WHAT YOU HAVE TO DO: Copy out the rows from the one with "One point per instance, each like (575, 342)." through the end of the rows, requests included, and scale every answer coordinate by 0.25, rounding to whole numbers with halves going up. Leave the numbers in the requests and their sample formats as they are.

━━ MATERIAL TO PROCESS ━━

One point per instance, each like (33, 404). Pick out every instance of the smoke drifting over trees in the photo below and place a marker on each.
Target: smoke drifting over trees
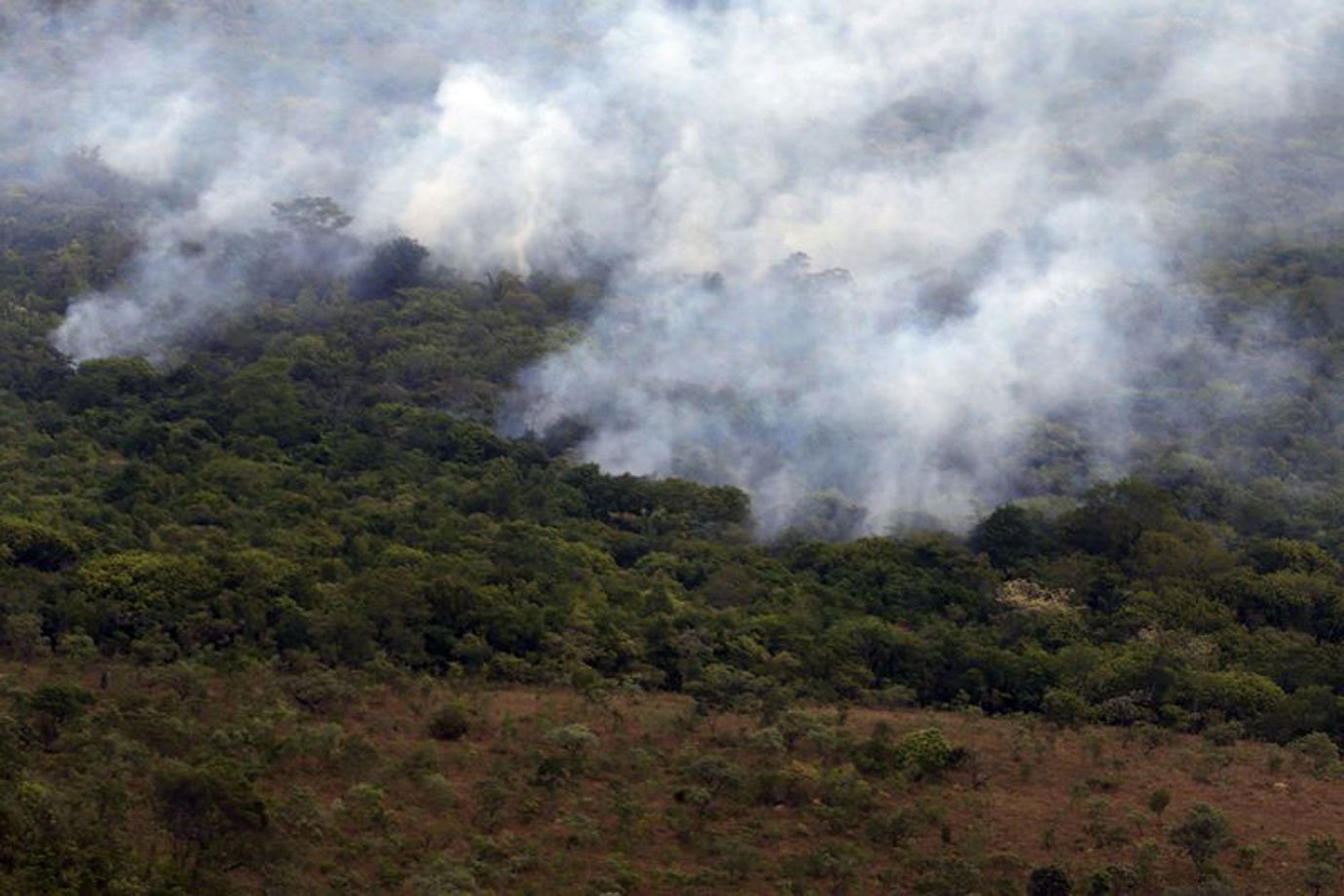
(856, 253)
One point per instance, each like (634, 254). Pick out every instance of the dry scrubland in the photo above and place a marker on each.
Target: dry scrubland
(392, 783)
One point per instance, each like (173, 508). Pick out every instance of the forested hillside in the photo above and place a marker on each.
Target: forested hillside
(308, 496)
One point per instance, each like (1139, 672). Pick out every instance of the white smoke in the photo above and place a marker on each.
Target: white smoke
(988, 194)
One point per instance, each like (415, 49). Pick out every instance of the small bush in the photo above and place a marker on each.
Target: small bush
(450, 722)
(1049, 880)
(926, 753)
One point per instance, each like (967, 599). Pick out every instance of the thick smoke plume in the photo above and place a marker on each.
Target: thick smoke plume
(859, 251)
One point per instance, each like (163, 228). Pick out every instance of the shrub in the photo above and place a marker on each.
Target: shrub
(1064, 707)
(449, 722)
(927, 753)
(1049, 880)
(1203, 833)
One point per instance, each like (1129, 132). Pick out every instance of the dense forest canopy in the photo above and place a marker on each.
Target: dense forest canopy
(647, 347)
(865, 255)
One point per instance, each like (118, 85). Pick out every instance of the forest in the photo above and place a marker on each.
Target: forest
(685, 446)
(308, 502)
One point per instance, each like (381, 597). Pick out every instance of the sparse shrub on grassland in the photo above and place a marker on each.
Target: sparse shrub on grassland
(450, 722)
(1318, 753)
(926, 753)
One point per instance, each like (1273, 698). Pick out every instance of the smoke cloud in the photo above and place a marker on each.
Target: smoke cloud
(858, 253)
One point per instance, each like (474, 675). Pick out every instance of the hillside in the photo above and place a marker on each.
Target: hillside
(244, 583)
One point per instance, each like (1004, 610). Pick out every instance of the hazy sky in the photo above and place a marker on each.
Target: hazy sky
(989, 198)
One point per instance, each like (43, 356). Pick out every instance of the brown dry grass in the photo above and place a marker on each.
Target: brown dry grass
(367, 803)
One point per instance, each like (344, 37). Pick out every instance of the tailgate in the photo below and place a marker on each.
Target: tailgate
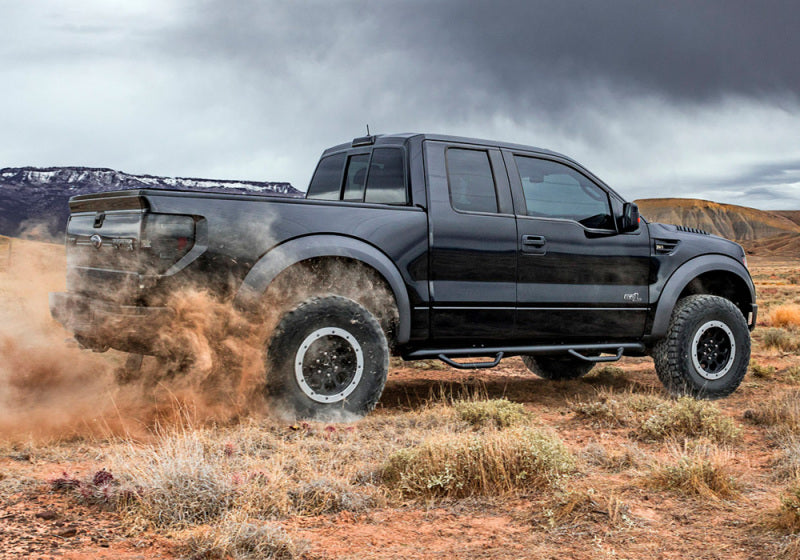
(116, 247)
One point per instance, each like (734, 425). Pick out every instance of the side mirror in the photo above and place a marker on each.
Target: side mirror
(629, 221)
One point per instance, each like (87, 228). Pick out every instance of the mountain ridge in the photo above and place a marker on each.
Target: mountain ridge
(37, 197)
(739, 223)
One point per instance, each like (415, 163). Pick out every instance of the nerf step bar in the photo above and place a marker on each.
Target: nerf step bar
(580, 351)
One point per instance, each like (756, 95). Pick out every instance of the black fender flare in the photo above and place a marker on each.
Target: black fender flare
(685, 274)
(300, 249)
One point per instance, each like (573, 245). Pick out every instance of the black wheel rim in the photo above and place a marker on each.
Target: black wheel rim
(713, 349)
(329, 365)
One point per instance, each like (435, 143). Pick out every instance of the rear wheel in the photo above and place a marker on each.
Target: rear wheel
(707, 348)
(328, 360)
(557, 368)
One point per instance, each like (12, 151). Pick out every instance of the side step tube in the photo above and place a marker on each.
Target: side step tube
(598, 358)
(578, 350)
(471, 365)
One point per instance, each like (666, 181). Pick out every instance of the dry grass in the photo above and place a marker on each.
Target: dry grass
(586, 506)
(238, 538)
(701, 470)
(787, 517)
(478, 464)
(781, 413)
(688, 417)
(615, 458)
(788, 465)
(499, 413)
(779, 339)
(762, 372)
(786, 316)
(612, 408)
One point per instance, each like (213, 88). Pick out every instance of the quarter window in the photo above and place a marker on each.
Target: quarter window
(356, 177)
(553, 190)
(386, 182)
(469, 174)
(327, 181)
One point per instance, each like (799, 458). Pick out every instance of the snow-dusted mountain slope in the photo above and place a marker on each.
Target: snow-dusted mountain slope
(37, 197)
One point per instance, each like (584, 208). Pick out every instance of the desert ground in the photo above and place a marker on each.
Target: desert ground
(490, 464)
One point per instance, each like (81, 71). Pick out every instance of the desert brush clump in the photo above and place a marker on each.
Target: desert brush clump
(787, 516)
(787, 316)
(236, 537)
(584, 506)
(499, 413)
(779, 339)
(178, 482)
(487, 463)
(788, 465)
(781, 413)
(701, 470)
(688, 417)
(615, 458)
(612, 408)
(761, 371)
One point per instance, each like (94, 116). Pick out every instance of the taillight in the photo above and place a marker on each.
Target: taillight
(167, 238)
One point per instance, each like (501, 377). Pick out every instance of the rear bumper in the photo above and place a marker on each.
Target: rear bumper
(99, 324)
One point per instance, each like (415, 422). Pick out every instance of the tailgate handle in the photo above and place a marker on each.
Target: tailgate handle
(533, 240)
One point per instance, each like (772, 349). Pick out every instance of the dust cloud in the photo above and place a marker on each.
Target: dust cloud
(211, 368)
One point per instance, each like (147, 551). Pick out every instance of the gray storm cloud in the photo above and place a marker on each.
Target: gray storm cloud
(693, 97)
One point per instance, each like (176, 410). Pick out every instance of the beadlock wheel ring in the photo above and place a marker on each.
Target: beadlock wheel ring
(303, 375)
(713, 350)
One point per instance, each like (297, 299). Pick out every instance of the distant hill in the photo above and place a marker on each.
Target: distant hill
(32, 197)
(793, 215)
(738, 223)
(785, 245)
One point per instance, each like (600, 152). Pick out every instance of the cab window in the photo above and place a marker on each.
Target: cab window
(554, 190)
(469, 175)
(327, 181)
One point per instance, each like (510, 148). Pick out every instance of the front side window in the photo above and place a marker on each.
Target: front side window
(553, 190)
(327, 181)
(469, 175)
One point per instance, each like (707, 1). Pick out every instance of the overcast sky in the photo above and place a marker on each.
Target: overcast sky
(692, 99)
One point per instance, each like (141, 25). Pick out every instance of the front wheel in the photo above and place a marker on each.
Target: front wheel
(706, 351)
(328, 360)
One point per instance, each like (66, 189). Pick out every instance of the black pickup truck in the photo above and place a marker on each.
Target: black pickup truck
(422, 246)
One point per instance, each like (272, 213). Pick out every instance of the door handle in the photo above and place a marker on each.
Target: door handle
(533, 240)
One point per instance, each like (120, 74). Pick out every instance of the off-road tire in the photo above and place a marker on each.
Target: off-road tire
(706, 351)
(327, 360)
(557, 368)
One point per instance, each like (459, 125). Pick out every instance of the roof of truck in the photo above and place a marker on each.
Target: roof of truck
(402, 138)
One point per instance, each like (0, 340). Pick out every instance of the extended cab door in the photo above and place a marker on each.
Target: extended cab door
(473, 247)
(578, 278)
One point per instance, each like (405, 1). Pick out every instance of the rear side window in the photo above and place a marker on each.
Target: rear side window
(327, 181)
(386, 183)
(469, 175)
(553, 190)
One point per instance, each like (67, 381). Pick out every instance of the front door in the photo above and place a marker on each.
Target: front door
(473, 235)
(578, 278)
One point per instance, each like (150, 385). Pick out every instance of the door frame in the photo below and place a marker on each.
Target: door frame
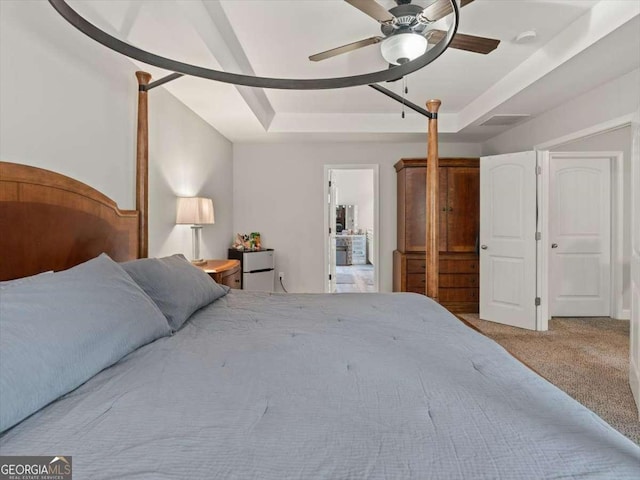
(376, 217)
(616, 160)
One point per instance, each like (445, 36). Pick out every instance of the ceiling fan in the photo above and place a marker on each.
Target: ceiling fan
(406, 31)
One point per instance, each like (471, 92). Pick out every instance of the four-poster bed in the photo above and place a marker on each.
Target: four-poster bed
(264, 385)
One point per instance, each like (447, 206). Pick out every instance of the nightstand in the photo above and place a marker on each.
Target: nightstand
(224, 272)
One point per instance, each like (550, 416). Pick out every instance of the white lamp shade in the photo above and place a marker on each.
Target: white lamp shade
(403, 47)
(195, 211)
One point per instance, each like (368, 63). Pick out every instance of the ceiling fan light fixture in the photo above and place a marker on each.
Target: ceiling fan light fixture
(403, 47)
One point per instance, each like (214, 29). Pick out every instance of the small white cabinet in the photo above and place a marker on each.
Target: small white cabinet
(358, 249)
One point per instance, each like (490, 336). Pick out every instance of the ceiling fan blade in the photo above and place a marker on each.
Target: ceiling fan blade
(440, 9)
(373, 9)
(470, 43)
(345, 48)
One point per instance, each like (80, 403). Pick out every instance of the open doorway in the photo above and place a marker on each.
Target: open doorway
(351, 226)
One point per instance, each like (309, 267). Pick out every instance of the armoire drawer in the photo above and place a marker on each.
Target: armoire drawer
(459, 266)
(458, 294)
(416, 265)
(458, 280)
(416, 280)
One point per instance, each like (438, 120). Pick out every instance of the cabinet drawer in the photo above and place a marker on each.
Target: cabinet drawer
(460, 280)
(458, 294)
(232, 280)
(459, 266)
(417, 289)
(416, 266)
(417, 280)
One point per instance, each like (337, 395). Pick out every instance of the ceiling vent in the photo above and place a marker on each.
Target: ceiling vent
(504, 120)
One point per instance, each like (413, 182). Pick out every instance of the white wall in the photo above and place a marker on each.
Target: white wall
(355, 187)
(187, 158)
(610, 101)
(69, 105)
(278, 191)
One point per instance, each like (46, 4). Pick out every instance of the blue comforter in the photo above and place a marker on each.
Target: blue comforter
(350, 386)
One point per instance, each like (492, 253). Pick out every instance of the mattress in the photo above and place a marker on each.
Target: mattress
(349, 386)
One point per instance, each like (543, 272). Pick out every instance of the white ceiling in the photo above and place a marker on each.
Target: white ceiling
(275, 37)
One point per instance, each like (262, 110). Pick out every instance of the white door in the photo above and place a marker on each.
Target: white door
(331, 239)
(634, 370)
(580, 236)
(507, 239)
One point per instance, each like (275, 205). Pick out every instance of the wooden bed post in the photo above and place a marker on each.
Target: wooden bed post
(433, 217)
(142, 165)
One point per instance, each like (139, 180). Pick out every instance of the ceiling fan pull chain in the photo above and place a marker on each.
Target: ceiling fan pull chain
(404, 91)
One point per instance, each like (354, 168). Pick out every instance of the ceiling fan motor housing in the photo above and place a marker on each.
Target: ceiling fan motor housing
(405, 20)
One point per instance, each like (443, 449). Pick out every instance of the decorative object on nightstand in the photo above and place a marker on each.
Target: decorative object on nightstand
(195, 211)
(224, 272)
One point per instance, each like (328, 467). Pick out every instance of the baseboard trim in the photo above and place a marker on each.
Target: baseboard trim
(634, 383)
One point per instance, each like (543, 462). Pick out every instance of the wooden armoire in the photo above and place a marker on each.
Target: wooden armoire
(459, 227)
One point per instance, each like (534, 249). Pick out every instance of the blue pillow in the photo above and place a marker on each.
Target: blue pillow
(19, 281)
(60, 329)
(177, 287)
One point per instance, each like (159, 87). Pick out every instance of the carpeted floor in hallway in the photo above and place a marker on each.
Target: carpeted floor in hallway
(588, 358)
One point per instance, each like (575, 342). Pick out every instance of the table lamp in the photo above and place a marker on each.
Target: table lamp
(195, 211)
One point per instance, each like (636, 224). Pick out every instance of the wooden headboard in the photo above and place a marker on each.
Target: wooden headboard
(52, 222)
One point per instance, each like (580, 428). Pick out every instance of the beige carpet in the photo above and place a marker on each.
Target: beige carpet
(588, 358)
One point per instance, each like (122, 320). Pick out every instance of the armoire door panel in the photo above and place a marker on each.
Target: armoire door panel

━━━

RESPONSE BELOW:
One point per instance, each like (575, 342). Pick out every instance of the table lamp in the photo above and place a marker on each.
Target: table lamp
(49, 53)
One point per instance, each like (636, 224). Pick out every instance of the wooden headboard in the photo above and place a marker on each.
Target: wooden headboard
(13, 56)
One point per instance, each like (580, 428). Pick out every instance of the beige carpet in the photo above and place a marker on each.
Target: beige carpet
(147, 90)
One point per instance, each like (122, 320). Pick out every instance of the armoire door panel in the photo above and place a marker on each.
Target: armoire door panel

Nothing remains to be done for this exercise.